(Input for this task begins)

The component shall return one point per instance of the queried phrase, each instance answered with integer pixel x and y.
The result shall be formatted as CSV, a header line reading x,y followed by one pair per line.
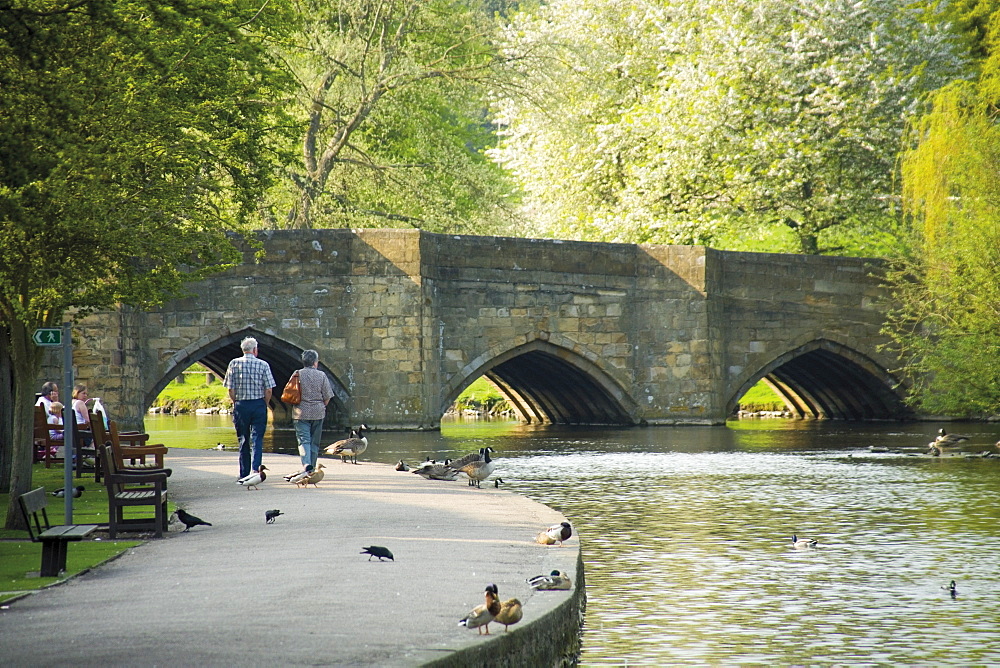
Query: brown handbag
x,y
292,393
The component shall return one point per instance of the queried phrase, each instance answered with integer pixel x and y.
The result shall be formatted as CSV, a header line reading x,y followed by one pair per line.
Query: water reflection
x,y
687,535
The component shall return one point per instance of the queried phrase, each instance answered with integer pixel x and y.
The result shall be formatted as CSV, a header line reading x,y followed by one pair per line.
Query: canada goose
x,y
477,468
483,614
350,448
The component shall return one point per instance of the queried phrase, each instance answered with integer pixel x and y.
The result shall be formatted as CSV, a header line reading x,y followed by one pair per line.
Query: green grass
x,y
20,559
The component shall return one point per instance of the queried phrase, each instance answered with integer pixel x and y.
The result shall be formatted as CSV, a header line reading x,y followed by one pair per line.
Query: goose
x,y
298,476
315,477
481,616
803,543
554,581
510,613
557,533
436,472
350,447
254,479
478,467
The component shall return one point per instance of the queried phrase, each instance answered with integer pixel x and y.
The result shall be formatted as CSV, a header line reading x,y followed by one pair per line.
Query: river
x,y
687,534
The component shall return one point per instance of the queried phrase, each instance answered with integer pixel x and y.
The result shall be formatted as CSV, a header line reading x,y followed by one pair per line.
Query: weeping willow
x,y
947,322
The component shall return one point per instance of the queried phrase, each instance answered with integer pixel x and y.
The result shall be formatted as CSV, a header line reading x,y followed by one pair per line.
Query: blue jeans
x,y
308,433
250,418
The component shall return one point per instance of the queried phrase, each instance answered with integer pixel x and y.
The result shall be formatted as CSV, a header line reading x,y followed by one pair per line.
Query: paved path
x,y
296,592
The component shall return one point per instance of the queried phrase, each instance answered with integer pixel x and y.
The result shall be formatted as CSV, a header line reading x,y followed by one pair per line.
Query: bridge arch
x,y
284,357
549,383
823,379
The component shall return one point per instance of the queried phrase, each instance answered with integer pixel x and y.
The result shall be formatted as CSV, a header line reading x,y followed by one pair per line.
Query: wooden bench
x,y
54,539
130,488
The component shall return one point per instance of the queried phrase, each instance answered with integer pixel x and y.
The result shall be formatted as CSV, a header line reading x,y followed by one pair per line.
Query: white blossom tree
x,y
680,120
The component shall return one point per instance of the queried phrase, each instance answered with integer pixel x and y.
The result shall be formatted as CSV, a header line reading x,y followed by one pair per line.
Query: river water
x,y
687,534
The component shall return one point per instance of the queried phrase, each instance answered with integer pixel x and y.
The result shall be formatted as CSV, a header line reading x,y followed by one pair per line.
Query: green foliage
x,y
391,110
695,121
947,295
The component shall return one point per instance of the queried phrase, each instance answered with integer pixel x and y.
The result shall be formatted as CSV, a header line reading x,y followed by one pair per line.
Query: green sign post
x,y
47,336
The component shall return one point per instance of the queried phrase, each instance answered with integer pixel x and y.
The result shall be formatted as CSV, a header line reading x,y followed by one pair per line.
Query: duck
x,y
554,581
477,467
436,472
254,479
314,477
803,543
510,613
350,448
298,475
481,616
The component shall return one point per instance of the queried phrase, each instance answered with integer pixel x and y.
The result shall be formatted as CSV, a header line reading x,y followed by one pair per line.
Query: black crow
x,y
376,551
77,492
190,520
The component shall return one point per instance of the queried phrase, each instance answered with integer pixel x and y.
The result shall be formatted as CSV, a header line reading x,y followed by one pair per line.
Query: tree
x,y
392,111
131,146
946,290
684,120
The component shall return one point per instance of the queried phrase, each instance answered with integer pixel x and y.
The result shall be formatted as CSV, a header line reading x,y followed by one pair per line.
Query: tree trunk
x,y
26,360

(Input for this task ends)

What you are asked to do ▸ The result should be an exact retyped version of all the entries above, containing no pictures.

Output of the task ▸
The component shall return one point per instance of the queried phrase, each instance answered with integer pixel x and y.
The result shall be formatted as CSV, a header line reading x,y followed by one pair per line.
Query: brown handbag
x,y
292,393
The component shall return one point per instance of the queried phrase, each instance answered with integer pixel x and y.
The result shall be formatted as CSV, a header line reading x,y followed by one pair per line.
Query: water reflection
x,y
687,535
The component shall return one point per instance of the queried phrase, each instance answered with integer pixel x and y.
The result shall be formatted as CSV, a header line reading x,y followed by one pair per line.
Query: canada goose
x,y
477,468
483,614
350,448
The component shall return one point per instance of the queried phrase, each instance answered with integer pixel x and y.
The result shall be formatted as CSV, a header line reading x,y followed by one pair per line.
Query: green grass
x,y
20,559
The component shall return one point per instance of the queried phrase, each instance answered with integer pixel x and y.
The result shall be formatted as CSV, a header line reading x,y followed by one pair per line.
Query: goose
x,y
298,476
315,477
481,616
803,543
554,581
510,613
557,533
436,472
350,447
254,479
478,467
The component shall return one point per instance of the queried phrase, each instance answered with integer pixel x and y.
The result shall be formatted as CSV, a header line reading x,y followed by one pair per line.
Query: river
x,y
687,534
The component shall return one point per instance of the queried phrase, each instance answered with integer pixel x and y.
The result shall be formatted as CSV, a header line reading x,y followed by one pair per line.
Query: weeping willow
x,y
947,322
The component shall return one point per instance of the queried phrase, each instance answered with integer pixel x and y.
The result shall be formatted as CSV, a header line reading x,y followed by one pair per line.
Query: blue jeans
x,y
308,433
250,418
The component shall return one point per instance of the queried phrase, each instance answered with integer pixel x and y.
The result shall be formatted as CSV, a header line reading x,y followed by one pair per line.
Query: paved path
x,y
296,592
The component shall return one point per instance of the queried phrase, each instance answered with integer pixel x and y.
The result shall be formatted as CSV, a header line reading x,y followed by one pair per line.
Query: bridge arch
x,y
284,357
549,383
823,379
The component shall return one point per instance of the queried phrase, each instance answered with integer pixel x and y.
The result shall be formatted as CSV, a header line reading x,y followed by one pair per line.
Query: wooden bench
x,y
54,539
130,488
The component shall return one point per instance of the queried phrase, each instance answered with integer pixel x and y.
The result shall be formatted as CSV, a header line reading x,y followed by one pair per line.
Query: white blossom tree
x,y
680,120
The component shall return one point per instance of the queried phrase, each instance answered with integer pixel x and y.
The result shall be formatted as CSV, a header line reading x,y followed by one pair per line.
Query: river water
x,y
687,534
The component shall return one point per instance of the queried phrase, each instance answered with integer pixel x and y.
The result shall be formatted as CSV, a header line reading x,y followed by one pair per line.
Query: green foliage
x,y
391,110
695,121
947,295
The component shall return one point per instance of the queried phrase, each instance answered with integer pixel x and y.
The result shall be formatted as CSV, a header line reading x,y followed by one pair per line.
Query: green sign post
x,y
47,336
The component shall return one point per instance of the queried phrase, each instance answered with integer pixel x and y.
The result shall be formatted as CSV, a header line reading x,y followed by one pair per line.
Query: duck
x,y
554,581
477,467
436,472
254,479
314,477
803,543
510,613
350,448
298,475
481,616
The component shall return one point per instance of the queried phrase, each instance answered with integer pixel x and y.
The result shall be formatted as CSV, a header line reading x,y followed by one pair per line.
Query: black crow
x,y
376,551
77,492
190,520
The component shall return one point per instance of the queried phrase, each instance answered with integer pixel x and y.
The result shall be formatted as CSV, a header line reading x,y followed by one pair per line.
Query: tree
x,y
392,111
131,146
946,290
684,120
The component shall return one point per instance of the queried phrase, each instance answered with integer pixel x and y.
The result shall be formatted as CSV, a header line reading x,y followed by one pair per line.
Query: tree trunk
x,y
26,360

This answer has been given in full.